▶ _Aim of the task_: In the entries below, every line that contains "taillight" must be located and copied.

▶ _Data in this exercise_:
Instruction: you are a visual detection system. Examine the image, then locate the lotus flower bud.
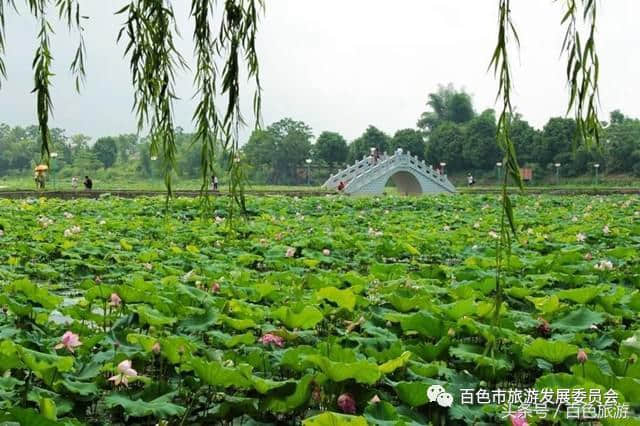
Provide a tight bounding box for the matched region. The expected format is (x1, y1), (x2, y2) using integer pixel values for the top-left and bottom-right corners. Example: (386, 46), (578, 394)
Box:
(577, 349), (588, 364)
(337, 393), (356, 414)
(311, 386), (322, 402)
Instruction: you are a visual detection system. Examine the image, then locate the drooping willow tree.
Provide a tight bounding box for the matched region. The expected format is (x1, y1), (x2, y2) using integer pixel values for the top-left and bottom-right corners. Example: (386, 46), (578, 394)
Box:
(489, 0), (601, 358)
(0, 0), (262, 215)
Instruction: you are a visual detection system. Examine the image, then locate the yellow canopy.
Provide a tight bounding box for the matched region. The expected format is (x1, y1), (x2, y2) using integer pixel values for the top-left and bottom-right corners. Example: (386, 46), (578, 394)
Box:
(35, 164), (49, 171)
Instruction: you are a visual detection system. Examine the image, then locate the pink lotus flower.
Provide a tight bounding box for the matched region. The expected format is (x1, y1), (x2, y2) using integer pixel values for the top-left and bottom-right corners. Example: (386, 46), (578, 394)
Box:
(322, 249), (331, 256)
(285, 247), (296, 258)
(54, 331), (82, 353)
(211, 282), (221, 293)
(108, 360), (138, 386)
(577, 349), (588, 364)
(337, 393), (356, 414)
(259, 333), (284, 347)
(510, 412), (528, 426)
(152, 342), (161, 354)
(369, 394), (381, 404)
(110, 293), (122, 307)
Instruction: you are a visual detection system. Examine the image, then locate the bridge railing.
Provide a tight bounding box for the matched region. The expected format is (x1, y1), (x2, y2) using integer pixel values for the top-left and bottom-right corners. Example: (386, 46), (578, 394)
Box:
(345, 151), (455, 193)
(322, 153), (390, 188)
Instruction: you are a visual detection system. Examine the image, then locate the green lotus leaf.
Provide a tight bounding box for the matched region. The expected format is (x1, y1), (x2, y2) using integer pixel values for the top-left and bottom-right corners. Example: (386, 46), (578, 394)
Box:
(303, 354), (381, 384)
(104, 392), (186, 418)
(251, 376), (295, 395)
(442, 298), (477, 320)
(364, 400), (425, 426)
(221, 315), (258, 331)
(526, 295), (564, 315)
(303, 412), (368, 426)
(393, 381), (430, 407)
(272, 305), (323, 329)
(534, 373), (607, 395)
(553, 307), (605, 332)
(262, 374), (313, 412)
(379, 351), (412, 374)
(39, 397), (56, 421)
(119, 239), (133, 251)
(56, 378), (99, 396)
(6, 279), (62, 309)
(0, 408), (61, 426)
(620, 331), (640, 358)
(555, 286), (606, 304)
(190, 357), (254, 389)
(399, 312), (444, 338)
(370, 263), (409, 280)
(449, 344), (512, 371)
(523, 339), (579, 363)
(316, 286), (356, 311)
(132, 305), (177, 327)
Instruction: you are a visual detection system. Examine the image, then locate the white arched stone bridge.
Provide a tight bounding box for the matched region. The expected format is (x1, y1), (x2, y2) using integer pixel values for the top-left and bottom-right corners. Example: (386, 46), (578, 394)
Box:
(322, 150), (456, 195)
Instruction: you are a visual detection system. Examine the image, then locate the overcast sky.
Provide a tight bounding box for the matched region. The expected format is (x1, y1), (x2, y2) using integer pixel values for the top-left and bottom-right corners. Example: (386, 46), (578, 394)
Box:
(1, 1), (640, 143)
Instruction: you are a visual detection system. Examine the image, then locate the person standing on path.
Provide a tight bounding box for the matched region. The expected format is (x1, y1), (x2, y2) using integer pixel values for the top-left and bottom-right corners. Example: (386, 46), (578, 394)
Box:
(83, 176), (93, 190)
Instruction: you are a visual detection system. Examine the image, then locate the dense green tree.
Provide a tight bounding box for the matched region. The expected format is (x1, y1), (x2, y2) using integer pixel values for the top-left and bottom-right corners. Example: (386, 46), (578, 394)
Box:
(348, 126), (390, 163)
(610, 110), (625, 125)
(271, 119), (313, 184)
(72, 149), (102, 174)
(390, 129), (425, 160)
(315, 131), (348, 168)
(93, 137), (119, 169)
(243, 118), (312, 184)
(417, 84), (475, 133)
(425, 122), (467, 172)
(537, 118), (577, 167)
(114, 134), (139, 163)
(604, 112), (640, 174)
(462, 109), (500, 170)
(509, 114), (540, 165)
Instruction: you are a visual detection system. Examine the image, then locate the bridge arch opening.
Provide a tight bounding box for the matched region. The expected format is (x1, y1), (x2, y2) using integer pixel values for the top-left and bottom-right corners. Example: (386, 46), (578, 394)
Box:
(386, 171), (423, 195)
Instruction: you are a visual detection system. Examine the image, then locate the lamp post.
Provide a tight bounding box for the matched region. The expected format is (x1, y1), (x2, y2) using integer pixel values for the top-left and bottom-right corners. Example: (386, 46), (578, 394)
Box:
(439, 162), (447, 175)
(554, 163), (561, 185)
(496, 162), (503, 185)
(150, 156), (157, 189)
(50, 152), (58, 190)
(594, 163), (600, 186)
(305, 158), (312, 186)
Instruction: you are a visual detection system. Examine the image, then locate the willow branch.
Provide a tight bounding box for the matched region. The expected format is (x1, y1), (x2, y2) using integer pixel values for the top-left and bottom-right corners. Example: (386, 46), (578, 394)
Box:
(559, 0), (601, 146)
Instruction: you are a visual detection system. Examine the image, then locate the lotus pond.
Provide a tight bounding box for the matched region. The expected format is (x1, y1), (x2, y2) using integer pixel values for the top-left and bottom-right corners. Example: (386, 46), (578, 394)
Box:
(0, 194), (639, 425)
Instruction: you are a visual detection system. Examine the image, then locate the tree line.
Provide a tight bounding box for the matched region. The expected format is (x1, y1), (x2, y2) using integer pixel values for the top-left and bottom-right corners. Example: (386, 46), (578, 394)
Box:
(2, 84), (640, 184)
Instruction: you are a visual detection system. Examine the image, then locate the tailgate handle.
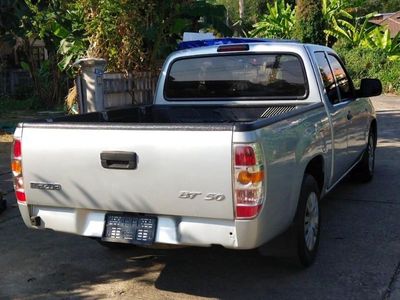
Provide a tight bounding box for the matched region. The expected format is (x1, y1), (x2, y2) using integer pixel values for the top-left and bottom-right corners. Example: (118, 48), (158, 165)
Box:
(100, 151), (137, 170)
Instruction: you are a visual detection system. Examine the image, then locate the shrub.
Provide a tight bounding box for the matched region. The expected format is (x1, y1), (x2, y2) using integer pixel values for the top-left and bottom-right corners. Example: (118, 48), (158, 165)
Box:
(335, 46), (400, 94)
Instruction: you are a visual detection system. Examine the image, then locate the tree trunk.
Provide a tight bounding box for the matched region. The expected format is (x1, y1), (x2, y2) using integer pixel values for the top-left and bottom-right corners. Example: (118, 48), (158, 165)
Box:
(239, 0), (244, 20)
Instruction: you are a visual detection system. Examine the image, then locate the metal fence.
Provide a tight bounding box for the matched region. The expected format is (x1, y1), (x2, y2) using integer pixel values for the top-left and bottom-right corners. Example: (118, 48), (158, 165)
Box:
(103, 72), (159, 108)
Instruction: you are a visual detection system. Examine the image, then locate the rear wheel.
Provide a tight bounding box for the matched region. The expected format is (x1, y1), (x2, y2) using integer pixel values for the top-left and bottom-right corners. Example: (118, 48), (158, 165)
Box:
(294, 174), (320, 268)
(355, 129), (376, 182)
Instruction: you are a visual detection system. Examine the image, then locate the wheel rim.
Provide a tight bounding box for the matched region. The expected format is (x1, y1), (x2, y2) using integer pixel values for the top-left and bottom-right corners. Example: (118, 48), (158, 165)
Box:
(368, 135), (375, 173)
(304, 192), (319, 251)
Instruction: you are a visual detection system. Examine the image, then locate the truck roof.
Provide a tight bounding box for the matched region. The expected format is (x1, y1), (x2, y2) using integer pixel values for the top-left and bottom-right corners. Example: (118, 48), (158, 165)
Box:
(178, 38), (300, 50)
(174, 38), (332, 57)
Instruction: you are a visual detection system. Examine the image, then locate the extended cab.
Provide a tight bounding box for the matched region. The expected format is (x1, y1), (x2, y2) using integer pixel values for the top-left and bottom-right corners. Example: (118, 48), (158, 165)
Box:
(12, 39), (382, 266)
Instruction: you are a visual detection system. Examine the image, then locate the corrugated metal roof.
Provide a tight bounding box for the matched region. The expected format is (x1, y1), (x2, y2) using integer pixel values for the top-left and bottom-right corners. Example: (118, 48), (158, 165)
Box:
(370, 11), (400, 38)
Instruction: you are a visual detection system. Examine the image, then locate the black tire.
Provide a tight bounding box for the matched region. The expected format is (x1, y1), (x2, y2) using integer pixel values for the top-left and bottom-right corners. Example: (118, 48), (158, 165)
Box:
(355, 129), (376, 183)
(294, 174), (321, 268)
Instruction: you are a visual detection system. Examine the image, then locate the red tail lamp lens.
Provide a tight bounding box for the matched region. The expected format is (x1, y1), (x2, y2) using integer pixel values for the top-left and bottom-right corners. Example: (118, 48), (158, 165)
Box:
(235, 146), (256, 166)
(236, 205), (262, 219)
(13, 140), (22, 158)
(16, 190), (26, 203)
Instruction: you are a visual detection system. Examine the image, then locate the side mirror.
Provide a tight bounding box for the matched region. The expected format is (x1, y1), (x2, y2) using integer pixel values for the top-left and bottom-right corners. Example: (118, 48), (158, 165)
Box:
(357, 78), (382, 97)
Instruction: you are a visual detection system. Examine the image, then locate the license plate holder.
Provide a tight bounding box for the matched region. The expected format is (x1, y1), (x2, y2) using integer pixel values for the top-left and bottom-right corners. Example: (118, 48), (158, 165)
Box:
(102, 213), (157, 245)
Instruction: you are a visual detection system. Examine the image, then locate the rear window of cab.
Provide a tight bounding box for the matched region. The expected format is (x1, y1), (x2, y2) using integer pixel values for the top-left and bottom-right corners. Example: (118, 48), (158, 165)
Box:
(164, 54), (308, 100)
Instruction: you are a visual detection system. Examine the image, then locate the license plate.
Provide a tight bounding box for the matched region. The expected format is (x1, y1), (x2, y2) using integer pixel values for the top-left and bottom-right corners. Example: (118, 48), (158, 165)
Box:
(102, 214), (157, 245)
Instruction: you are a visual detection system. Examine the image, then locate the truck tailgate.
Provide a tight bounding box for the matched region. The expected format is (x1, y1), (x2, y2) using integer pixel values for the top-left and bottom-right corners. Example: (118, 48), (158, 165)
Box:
(22, 125), (234, 220)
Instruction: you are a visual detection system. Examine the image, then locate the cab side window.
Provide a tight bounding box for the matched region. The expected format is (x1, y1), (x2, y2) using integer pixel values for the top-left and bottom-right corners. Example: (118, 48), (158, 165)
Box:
(314, 52), (340, 104)
(327, 54), (354, 100)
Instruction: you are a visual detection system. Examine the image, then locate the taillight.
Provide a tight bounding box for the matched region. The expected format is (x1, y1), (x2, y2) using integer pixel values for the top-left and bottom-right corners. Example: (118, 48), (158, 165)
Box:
(11, 138), (26, 204)
(233, 143), (265, 219)
(235, 146), (256, 166)
(13, 139), (22, 158)
(217, 44), (250, 52)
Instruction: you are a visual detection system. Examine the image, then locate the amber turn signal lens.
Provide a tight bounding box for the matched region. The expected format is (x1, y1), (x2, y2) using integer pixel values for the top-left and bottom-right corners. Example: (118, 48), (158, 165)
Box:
(237, 170), (264, 184)
(250, 171), (264, 183)
(11, 160), (22, 176)
(238, 171), (252, 184)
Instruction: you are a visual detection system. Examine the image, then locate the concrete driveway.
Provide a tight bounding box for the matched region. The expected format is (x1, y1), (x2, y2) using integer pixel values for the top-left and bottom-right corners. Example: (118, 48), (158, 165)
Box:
(0, 95), (399, 299)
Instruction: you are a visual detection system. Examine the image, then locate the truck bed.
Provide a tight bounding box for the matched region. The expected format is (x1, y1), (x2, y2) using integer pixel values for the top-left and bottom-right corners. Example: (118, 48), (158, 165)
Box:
(41, 105), (297, 125)
(17, 104), (301, 222)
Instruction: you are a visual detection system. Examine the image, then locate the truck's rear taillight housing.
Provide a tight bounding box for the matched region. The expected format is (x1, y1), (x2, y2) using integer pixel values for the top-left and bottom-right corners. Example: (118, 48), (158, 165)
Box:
(11, 139), (26, 203)
(234, 144), (265, 219)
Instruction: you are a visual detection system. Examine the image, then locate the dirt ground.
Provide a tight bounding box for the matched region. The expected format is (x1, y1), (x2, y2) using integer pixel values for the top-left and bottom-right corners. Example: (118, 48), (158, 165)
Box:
(1, 95), (400, 299)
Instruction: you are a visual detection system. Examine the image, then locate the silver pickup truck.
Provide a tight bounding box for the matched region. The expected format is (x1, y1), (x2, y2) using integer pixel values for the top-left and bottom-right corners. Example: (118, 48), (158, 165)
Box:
(12, 39), (382, 267)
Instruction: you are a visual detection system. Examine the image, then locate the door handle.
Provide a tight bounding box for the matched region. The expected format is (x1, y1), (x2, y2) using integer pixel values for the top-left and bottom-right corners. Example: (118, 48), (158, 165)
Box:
(347, 111), (353, 120)
(100, 151), (137, 170)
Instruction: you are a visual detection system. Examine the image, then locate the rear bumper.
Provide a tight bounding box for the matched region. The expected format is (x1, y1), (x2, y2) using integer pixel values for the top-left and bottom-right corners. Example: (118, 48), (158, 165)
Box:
(18, 204), (265, 249)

▶ _Answer to this exercise_:
Instruction: you are a visual detection system. Examine the image, then locate the taillight.
Instruction: you are a visual detection system. Examine the image, then locate the truck's rear taillight housing.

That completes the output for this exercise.